## [What you are asked to do]
In the passage on fascination, what does Carl Jung call "the oldest form of fascination"?


              The old tales tell of a couple who left their homeland to find out where God would take them – “to the land that I will show you.” A shepherd stopped along a rocky path to watch a bush that was aflame but not consumed by the fire. “I Am” spoke to him out of that bush—a sound he may have missed if he was not fascinated by what he saw. A beloved woman watched as her friend was assassinated, then stood by as other friends lovingly laid his body in a tomb and rolled a stone in front of the entrance. She waited, wondering what would become of her loved one; what would become of her? On the third day, she was the first observer of that empty tomb at the resurrection of Jesus. Fascination.

              Carl Jung author of the title statement of this article, continued that thought elsewhere with, “the world is the oldest form of fascination.” When have you last been fascinated by the world? Daily rituals and sightings bring joy to our hearts. How many beautiful sunsets have we photographed only to forget exactly when they occurred? We “ooh” and “aah” over a delicious cake, asking for the recipe. We watch hawks soar, grin at young rabbits as they flop instead of hop, gawk at tiny birds who open gigantic mouths to be fed, and coax darting hummingbirds to our back yard feeders.  When we travel, the beauty in others’ faces or the colorful jumbles of market stalls invite our attention. It is no surprise that the things of the earth delight us. We are made for this planet home and we should find it interesting.

## [Dataset content]

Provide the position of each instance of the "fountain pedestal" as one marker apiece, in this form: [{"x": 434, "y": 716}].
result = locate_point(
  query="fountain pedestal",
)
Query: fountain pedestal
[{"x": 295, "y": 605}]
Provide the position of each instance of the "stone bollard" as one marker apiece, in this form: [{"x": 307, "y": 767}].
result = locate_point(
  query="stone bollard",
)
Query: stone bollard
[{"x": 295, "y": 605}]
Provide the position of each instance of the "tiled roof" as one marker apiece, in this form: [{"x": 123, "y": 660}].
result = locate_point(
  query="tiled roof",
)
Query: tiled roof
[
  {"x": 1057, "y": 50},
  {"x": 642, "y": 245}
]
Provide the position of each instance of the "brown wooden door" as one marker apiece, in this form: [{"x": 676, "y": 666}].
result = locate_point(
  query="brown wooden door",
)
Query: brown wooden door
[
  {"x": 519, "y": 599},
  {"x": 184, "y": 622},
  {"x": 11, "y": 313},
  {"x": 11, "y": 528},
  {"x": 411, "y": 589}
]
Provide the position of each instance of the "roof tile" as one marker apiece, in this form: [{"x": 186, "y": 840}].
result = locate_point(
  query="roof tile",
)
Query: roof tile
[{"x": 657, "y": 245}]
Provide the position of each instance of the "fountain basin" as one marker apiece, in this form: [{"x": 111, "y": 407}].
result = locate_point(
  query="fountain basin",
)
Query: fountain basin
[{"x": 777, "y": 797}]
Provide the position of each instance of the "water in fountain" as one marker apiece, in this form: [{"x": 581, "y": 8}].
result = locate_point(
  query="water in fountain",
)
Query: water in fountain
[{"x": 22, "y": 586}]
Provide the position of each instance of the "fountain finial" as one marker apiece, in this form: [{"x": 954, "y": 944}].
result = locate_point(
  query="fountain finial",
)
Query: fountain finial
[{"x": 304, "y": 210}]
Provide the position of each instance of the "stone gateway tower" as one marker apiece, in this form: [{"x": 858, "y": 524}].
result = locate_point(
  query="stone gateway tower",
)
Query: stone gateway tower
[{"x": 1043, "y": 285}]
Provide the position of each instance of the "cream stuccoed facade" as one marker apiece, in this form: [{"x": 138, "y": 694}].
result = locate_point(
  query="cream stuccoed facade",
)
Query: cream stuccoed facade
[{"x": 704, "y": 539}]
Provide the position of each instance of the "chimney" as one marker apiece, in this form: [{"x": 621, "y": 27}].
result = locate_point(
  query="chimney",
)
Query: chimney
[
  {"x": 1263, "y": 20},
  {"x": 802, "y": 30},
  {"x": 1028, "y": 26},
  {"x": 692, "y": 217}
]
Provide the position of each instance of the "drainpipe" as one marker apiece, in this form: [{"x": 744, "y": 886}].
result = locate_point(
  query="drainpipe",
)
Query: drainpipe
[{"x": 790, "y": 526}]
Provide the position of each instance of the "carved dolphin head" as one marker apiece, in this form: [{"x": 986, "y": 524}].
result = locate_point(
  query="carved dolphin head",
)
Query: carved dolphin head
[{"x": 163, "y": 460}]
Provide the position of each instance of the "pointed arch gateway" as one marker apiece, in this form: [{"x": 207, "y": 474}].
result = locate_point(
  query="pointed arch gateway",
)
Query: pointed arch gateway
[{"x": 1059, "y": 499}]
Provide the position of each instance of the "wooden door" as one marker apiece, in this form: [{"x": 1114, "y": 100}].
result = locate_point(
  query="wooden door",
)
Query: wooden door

## [Task answer]
The world.